▶ [Document passage]:
* * * *

You can tell when the cursor is over a hotspot, because it changes in appearance. (When it works, which it doesn’t always — this sort of game has a perennial problem with things changing under the cursor when the cursor isn’t moving.) Thus, my adventures at the moment consist mainly of waving the cursor around on every screen, hoping to strike gold. There may not be any, mind you. There’s also the possibility of using inventory items on the environment, which provides no visual feedback about when it’s possible: you just have to look for plausible places to try each item. And even those won’t always work. I have a bucket in my possession, and I’ve tried it on every body of liquid I’ve seen, but apparently it can only carry the right liquid.

Sadly, I can’t even talk about how much better Physicus and Chemicus were in this regard. I recall them having similar problems, although I don’t think I ever got stuck for so long in them — since the puzzles were more tightly-bound to the lesson plan, I could always go to the in-game textbook for ideas.

* * * *

▶ [Activities]:
1. In the passage about hunting for hotspots, what inventory item has been tried on every body of liquid?
2. From the passage about hunting for hotspots, transcribe everything from "Sadly, I can’t" down to "textbook for ideas.".

▶ [Supplied records]:

* * * *

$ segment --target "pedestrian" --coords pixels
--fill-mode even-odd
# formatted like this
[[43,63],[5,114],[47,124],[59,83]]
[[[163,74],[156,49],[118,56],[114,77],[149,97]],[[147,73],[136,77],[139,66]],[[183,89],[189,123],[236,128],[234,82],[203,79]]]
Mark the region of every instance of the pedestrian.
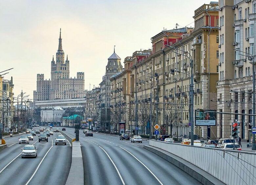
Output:
[[241,140],[242,140],[241,138],[239,136],[237,139],[238,140],[238,144],[241,148],[242,148],[242,145],[241,144]]

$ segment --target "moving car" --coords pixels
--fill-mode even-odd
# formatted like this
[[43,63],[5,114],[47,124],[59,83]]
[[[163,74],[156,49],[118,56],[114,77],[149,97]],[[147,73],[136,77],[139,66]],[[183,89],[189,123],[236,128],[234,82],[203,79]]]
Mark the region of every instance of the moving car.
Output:
[[21,135],[19,138],[19,144],[29,143],[29,139],[27,135]]
[[237,143],[235,143],[234,145],[233,143],[223,143],[220,146],[220,148],[222,149],[233,150],[234,148],[235,150],[242,150],[239,145]]
[[20,150],[22,151],[21,152],[21,158],[24,158],[25,157],[37,156],[37,149],[35,148],[35,146],[33,145],[25,145],[23,149]]
[[142,143],[142,138],[141,138],[140,135],[134,135],[132,137],[131,142],[132,143],[134,143],[134,142]]
[[46,134],[41,134],[38,136],[39,137],[38,139],[39,142],[40,142],[43,141],[48,142],[48,136]]
[[46,135],[47,135],[47,136],[48,137],[50,137],[51,135],[51,134],[50,134],[50,133],[49,132],[49,131],[44,131],[44,132],[43,133],[43,134],[45,134]]
[[86,134],[88,130],[88,129],[84,129],[83,132],[84,134]]
[[201,146],[208,148],[216,148],[216,146],[214,144],[203,144]]
[[165,138],[164,141],[165,142],[168,142],[168,143],[174,143],[174,140],[172,138]]
[[31,129],[27,129],[27,130],[26,130],[26,134],[29,134],[31,131]]
[[165,138],[169,138],[170,135],[160,135],[158,137],[158,140],[163,141]]
[[65,145],[67,144],[66,142],[67,138],[65,136],[62,135],[59,135],[55,138],[55,145],[56,145],[57,144],[64,144]]
[[123,140],[126,139],[126,140],[130,140],[130,136],[128,134],[122,134],[120,135],[120,140]]
[[26,135],[28,136],[30,140],[33,140],[34,138],[32,134],[27,134]]
[[93,132],[91,131],[88,131],[85,134],[85,136],[93,136]]
[[35,134],[40,134],[40,131],[38,130],[35,130]]
[[35,136],[35,131],[30,131],[30,134],[32,134],[32,135]]

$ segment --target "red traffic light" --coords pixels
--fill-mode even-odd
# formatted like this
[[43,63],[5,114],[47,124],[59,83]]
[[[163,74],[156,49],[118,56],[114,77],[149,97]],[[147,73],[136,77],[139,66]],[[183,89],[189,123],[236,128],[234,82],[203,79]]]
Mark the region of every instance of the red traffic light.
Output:
[[232,125],[232,126],[233,127],[236,127],[237,126],[237,123],[234,123]]

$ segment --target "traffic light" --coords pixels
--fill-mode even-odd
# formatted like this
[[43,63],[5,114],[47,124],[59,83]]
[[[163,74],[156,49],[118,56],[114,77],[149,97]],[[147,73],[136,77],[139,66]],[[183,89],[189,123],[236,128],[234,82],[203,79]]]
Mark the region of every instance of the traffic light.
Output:
[[232,132],[231,136],[233,137],[236,138],[237,136],[237,123],[233,123],[232,124]]

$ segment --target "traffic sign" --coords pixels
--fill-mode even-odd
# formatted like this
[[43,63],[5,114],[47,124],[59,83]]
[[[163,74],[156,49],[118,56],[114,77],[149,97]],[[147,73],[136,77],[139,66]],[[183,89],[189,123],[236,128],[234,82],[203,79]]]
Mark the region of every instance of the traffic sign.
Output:
[[156,125],[155,125],[155,126],[154,126],[154,128],[155,129],[156,129],[156,130],[158,130],[158,129],[159,129],[159,127],[159,127],[159,126],[157,124]]
[[252,127],[252,133],[256,134],[256,127]]

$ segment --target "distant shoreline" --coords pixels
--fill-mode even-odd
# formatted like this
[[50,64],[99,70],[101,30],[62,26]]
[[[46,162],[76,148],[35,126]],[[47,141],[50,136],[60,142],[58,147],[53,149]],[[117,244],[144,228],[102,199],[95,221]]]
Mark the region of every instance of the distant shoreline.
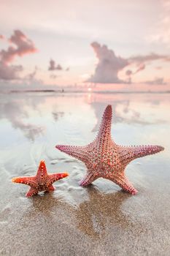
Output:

* * * *

▶ [Solutions to each task]:
1. A bucket.

2.
Sadly, I can’t even talk about how much better Physicus and Chemicus were in this regard. I recall them having similar problems, although I don’t think I ever got stuck for so long in them — since the puzzles were more tightly-bound to the lesson plan, I could always go to the in-game textbook for ideas.